EXTRACT PROVIDED:
*** Block opens ***
⚡ Claude Token Optimization2026-06-26 — Smoke Claude

## Target Workflow: `Smoke Claude`

**Source report:** #5555
**Workflow file:** `.github/workflows/smoke-claude.md`
**Estimated cost per run:** ~53.5 AIC (instrumented avg; USD/token data unavailable — AIC only)
**Total AIC today:** 749.0 units across 16 runs (14 instrumented)
**Actions minutes today:** 85 min total (~5.3/run avg)
**GitHub API calls today:** 72 total (avg 4.5/run)
**LLM turns:** 1–2 (estimated); `max-turns: 8` still configured ⚠️
**Previous issue:** #5477 (closed 2026-06-25 — all 3 recommendations remain unimplemented)

---

## Current Configuration

| Setting | Value |
|---------|-------|
| Model | `claude-haiku-4-5` |
| Tools loaded | 1 — `bash` only |
| Tools actually used | 1 — `bash` |
| GitHub tools | `false` (disabled ✅) |
| Pre-agent steps | Yes — 5 steps ✅ |
| Prompt body size | ~800 chars (concise ✅) |
| `max-turns` | **8** ⚠️ carry-over from #5477 |
| Pre-fetch step scope | All triggers (schedule + PR) ⚠️ |
| Prompt HTML comment | 8-line developer note in agent context ⚠️ |

The workflow is fundamentally well-structured (minimal tools, heavy pre-computation). Three carry-over items from #5477 remain unimplemented. Additionally, one new optimization opportunity was identified from today's bimodal AIC analysis.
*** Block closes ***
Collected data:
*** Block opens ***
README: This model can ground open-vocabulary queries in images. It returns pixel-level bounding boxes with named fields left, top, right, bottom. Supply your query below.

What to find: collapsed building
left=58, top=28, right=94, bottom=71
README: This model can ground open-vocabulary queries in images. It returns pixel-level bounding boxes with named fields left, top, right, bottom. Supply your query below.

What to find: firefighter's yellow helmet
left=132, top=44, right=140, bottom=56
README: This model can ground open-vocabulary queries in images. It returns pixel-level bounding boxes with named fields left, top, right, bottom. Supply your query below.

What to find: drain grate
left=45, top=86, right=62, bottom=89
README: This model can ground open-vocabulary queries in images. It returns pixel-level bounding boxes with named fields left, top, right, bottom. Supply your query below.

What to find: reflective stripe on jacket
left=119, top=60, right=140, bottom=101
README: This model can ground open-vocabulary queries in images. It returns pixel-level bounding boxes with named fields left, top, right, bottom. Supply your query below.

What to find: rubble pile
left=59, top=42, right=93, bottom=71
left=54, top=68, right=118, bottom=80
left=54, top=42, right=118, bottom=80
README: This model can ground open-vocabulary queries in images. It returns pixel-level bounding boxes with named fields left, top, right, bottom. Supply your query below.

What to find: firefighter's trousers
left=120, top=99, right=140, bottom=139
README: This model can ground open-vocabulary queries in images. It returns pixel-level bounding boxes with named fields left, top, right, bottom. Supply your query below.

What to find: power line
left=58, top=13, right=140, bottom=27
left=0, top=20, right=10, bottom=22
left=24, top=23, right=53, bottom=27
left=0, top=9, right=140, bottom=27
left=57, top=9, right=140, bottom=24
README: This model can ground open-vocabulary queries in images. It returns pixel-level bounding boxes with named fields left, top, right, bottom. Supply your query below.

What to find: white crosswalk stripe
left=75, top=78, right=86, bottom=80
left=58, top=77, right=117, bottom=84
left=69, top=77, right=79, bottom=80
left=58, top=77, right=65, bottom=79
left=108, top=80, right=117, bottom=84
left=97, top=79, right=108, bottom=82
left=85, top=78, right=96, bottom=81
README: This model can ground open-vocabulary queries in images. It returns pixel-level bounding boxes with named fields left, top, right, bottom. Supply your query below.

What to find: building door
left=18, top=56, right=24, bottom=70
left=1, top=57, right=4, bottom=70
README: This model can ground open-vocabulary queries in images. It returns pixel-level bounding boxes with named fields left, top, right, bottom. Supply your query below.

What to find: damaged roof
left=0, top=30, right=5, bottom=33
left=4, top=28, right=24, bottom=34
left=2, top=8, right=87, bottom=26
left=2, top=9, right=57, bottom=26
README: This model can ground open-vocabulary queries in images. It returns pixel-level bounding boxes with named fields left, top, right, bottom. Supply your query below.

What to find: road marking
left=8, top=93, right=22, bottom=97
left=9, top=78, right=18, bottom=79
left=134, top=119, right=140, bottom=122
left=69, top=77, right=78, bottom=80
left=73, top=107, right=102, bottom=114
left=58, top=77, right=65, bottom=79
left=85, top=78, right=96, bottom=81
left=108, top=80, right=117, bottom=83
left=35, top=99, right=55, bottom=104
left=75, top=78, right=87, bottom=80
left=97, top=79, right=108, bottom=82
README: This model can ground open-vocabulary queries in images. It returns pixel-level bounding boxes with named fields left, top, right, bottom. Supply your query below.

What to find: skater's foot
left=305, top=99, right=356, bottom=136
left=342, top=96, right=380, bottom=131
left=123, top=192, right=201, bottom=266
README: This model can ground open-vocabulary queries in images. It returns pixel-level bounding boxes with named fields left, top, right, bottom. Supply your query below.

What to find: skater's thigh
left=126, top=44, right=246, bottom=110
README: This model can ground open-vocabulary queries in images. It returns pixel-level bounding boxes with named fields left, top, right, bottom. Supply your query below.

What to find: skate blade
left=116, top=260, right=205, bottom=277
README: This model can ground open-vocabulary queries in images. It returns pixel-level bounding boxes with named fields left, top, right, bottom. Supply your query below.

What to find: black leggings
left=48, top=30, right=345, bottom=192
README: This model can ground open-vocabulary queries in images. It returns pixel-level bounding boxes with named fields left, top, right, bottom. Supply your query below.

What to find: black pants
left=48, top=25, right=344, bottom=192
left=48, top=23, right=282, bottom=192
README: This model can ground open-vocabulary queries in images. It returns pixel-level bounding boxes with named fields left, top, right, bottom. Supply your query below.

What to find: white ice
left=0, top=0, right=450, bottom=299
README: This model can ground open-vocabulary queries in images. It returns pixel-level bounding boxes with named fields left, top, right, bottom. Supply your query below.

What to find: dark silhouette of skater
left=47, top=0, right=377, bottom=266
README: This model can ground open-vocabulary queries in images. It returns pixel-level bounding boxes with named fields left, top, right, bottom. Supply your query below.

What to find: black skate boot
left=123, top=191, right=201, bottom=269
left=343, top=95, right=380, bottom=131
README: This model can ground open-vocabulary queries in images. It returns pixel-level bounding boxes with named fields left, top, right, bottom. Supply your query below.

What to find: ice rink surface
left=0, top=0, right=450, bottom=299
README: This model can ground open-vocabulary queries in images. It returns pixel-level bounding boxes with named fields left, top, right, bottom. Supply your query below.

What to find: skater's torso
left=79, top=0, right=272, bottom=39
*** Block closes ***
QUESTIONS:
• a. Answer these from the Smoke Claude token optimization report:
(i) Which model is configured for the workflow?
(ii) Of today's runs, how many were instrumented?
(iii) On what date was the previous issue closed?
• b. Take the Smoke Claude token optimization report further, starting after its last sentence.

ANSWERS GIVEN:
• a.
(i) `claude-haiku-4-5`
(ii) 14 of the 16 runs
(iii) 2026-06-25

• b.
---

## Recommendations

### 1. Reduce `max-turns: 8` → `max-turns: 2` *(carry-over from #5477)*

**Estimated savings:** ~15–25% AIC reduction on multi-turn runs; caps the bimodal high-cost group

The smoke test workflow requires at most 2 agent turns:
1. `bash`: `cat /tmp/gh-aw/agent/final-result.json`
2. `safeoutputs`: `add_comment` / `noop`

The current ceiling of 8 allows 6 unnecessary turns. Today's bimodal AIC data shows 4 runs at ~37 AIC and 10 runs at ~61 AIC — a **65% premium** on the high-cost group. While the root cause is not fully isolated, `max-turns: 8` means that if the model retries or re-reads the JSON, AIC compounds with no upside. Reducing to 2 eliminates the retry tail entirely.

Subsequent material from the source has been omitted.